* YOUR TASK *
Copy out, without any change, the lines below, starting at the line that contains "pink nose in the photo above." and continuing up to and including the line that contains "background in the photo above.".
*****
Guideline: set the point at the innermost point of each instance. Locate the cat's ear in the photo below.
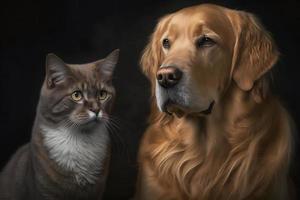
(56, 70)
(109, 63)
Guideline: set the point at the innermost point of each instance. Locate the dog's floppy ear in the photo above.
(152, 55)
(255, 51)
*****
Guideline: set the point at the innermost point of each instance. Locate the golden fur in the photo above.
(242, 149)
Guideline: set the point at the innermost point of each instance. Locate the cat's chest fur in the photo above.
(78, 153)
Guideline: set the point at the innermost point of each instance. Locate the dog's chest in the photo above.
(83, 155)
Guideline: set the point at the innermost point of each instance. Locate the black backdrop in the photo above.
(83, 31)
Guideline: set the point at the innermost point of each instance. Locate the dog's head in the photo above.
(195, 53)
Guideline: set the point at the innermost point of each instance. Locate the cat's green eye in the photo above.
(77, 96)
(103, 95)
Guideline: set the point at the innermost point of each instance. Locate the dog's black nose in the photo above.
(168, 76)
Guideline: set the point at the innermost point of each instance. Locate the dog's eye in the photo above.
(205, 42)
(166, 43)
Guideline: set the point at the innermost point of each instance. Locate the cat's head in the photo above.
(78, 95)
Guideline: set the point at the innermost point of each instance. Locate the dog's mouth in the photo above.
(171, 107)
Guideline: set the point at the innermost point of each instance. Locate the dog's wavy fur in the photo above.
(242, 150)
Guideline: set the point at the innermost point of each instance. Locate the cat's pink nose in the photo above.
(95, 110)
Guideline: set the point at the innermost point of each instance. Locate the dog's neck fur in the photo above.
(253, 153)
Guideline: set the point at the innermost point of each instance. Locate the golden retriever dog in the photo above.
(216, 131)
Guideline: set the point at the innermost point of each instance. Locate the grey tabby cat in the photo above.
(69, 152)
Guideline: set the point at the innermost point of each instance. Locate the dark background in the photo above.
*****
* ANSWER *
Guideline: set the point at the innermost point of each instance. Locate the cat's pink nose in the photo above.
(95, 110)
Guideline: set the point at the innermost point of each instance. Locate the dog's neck fur in the photo above.
(253, 153)
Guideline: set the point at the innermost point of each instance. Locate the golden retriever dog in the photo above.
(216, 131)
Guideline: set the point at the innermost point of each instance. Locate the grey tabby cat in the photo above.
(69, 152)
Guideline: set the point at the innermost point of each instance. Locate the dark background in the photo above.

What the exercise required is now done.